*Requirements*: Switch "smiling face" to "happy face" in the rows starting at the line that contains "Each instance of the gray" and ending at the last row, and write out only those lines with everything else unchanged.

+ + + + + + +

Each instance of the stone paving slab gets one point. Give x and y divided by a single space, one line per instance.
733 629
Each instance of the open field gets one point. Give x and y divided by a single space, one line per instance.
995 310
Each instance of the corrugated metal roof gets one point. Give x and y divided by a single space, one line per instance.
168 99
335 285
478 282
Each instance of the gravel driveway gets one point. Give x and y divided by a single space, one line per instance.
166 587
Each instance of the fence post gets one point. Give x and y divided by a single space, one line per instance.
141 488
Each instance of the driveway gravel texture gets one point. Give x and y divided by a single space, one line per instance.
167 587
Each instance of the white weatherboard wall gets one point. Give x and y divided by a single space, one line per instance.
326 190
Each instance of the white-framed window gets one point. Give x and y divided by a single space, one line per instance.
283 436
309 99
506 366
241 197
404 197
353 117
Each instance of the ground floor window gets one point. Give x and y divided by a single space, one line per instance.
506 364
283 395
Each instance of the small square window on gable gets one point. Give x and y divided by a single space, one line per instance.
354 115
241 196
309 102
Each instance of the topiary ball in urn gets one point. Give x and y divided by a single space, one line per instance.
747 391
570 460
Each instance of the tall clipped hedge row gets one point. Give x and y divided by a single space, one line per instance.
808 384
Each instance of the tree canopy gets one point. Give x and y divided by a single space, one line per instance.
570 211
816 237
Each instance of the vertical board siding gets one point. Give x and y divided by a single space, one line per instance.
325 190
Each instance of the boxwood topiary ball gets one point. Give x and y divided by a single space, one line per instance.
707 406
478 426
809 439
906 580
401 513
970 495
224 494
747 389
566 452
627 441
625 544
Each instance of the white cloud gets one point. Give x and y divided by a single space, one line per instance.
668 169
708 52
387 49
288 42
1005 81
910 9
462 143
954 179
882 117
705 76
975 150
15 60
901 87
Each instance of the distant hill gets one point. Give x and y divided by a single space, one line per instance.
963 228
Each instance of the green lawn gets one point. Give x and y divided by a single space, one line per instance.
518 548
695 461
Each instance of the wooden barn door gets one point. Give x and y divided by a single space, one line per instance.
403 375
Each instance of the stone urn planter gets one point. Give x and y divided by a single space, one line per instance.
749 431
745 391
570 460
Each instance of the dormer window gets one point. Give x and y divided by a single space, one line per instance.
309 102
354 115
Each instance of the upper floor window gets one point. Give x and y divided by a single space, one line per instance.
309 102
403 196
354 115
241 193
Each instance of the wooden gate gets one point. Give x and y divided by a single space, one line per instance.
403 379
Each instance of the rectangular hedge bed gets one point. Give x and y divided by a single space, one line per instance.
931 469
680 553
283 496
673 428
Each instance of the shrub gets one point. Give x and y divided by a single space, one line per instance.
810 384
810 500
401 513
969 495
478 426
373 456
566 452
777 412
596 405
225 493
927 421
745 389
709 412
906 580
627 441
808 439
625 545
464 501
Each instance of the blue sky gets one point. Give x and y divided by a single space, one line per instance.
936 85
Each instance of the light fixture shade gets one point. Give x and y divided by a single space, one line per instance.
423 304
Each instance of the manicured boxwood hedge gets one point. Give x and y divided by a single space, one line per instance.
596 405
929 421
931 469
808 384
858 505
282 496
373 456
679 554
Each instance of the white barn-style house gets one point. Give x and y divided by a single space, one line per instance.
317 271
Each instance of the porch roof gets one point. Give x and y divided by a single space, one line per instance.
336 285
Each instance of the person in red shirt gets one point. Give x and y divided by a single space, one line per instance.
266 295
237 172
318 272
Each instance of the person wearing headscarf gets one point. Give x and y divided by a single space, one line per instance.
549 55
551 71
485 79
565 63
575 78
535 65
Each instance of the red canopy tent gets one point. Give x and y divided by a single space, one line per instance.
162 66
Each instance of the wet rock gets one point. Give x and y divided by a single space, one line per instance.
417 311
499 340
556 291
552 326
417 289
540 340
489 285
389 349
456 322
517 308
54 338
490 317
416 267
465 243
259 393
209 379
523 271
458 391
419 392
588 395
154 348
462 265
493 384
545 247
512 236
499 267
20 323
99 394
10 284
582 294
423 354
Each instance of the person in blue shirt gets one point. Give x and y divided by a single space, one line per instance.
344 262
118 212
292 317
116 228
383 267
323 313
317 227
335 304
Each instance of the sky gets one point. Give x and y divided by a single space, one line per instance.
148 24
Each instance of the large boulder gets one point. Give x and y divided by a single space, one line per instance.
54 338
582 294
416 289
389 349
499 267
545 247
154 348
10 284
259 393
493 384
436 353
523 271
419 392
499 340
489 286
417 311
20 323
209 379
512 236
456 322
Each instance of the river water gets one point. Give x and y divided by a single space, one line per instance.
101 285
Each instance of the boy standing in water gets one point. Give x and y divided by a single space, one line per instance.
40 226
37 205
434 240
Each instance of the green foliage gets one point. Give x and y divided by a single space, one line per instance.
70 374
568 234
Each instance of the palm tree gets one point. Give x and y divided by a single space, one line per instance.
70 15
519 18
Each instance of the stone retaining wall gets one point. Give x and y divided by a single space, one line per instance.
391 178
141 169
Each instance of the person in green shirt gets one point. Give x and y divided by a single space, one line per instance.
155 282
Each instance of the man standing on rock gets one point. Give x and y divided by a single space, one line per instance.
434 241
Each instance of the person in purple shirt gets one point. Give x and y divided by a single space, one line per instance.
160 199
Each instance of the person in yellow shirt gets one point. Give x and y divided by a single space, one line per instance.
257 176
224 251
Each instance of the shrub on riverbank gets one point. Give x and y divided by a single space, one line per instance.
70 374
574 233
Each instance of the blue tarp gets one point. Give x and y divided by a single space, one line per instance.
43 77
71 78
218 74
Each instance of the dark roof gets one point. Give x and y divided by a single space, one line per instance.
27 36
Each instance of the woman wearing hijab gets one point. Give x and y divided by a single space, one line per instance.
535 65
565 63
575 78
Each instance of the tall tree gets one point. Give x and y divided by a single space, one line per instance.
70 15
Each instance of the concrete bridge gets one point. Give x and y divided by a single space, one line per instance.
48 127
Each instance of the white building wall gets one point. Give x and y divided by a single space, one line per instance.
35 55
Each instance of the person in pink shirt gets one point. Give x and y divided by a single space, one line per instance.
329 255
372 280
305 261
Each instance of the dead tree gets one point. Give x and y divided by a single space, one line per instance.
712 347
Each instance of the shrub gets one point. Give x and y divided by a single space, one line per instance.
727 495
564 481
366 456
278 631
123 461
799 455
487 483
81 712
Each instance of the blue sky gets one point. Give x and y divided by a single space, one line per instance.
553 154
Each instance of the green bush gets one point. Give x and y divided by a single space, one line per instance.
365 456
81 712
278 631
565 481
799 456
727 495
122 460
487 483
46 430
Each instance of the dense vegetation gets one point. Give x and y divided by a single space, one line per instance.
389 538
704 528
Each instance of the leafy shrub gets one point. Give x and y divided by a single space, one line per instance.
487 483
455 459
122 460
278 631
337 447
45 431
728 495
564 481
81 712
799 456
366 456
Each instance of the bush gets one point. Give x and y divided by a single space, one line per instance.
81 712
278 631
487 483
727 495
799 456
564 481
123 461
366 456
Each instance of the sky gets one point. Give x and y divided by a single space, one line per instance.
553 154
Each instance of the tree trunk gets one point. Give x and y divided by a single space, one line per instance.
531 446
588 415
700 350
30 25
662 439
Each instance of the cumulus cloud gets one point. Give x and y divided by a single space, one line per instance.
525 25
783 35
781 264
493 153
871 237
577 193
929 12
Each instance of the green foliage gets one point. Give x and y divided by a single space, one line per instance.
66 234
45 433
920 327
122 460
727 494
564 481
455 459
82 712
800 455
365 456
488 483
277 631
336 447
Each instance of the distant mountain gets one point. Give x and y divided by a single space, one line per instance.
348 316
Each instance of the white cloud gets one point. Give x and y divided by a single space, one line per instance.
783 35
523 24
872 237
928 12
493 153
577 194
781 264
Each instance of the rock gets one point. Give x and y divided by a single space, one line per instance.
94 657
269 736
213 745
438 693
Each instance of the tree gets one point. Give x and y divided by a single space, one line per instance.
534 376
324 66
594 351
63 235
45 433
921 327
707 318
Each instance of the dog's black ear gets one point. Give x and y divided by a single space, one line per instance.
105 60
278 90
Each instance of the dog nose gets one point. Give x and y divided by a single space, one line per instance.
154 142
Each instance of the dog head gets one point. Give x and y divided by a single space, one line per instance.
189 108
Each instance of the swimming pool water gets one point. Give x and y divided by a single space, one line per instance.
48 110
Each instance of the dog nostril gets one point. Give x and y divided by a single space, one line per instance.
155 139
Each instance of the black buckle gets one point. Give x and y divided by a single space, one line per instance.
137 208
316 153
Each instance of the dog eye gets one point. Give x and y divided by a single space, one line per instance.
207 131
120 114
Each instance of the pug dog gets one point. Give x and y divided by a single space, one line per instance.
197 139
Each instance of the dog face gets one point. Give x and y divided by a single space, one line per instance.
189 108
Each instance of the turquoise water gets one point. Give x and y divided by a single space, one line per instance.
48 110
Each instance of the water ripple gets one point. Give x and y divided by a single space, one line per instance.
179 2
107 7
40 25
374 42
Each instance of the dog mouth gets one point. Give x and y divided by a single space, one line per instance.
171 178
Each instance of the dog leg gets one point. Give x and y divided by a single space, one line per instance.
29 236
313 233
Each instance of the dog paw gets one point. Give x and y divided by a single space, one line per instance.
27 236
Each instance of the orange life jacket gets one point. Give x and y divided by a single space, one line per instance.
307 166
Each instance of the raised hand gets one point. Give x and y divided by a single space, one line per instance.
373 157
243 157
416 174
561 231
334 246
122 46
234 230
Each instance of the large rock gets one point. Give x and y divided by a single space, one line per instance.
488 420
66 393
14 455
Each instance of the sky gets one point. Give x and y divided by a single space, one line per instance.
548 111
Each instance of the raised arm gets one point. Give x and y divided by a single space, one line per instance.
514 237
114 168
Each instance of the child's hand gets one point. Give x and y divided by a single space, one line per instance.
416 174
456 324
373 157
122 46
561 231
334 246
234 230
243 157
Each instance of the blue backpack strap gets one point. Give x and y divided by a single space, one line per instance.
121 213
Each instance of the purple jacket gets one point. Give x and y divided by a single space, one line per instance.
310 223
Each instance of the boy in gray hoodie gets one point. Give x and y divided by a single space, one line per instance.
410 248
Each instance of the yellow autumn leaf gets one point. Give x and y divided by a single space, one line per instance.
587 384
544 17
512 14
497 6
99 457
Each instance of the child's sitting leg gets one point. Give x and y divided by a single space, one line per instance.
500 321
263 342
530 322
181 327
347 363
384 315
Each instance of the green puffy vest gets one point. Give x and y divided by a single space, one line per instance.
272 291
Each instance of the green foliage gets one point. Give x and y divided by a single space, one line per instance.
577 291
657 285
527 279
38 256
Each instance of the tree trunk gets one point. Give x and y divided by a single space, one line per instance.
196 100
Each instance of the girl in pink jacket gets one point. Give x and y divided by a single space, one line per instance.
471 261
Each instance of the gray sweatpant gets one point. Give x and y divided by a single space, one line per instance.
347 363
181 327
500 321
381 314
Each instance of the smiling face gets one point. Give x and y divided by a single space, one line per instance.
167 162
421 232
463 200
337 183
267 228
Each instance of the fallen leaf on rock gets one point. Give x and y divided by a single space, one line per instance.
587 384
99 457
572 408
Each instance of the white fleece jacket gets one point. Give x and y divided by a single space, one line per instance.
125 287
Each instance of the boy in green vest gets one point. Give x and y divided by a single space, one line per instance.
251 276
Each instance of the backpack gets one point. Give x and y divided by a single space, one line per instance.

+ + + + + + +

*Exercise result*:
Each instance of the gray sweatpant gets one point. Give x and y divided by a single space, one line per instance.
347 363
181 327
500 321
381 314
Each instance of the happy face gets one point. Give x and y divided by a single space, one line per instance.
167 162
421 232
463 200
337 183
267 228
Each instance of the fallen leaf on rock gets one point. Give x and y divided by a single space, one line per instance.
587 384
99 457
572 408
Each instance of the white fleece jacket gets one point. Give x and y divided by a single space, one line per instance.
125 287
Each instance of the boy in green vest gets one point. Give x and y divided by a single space, one line per instance.
251 276
Each instance of the backpack gets one point. Give x and y divided by a single space, one line per instance.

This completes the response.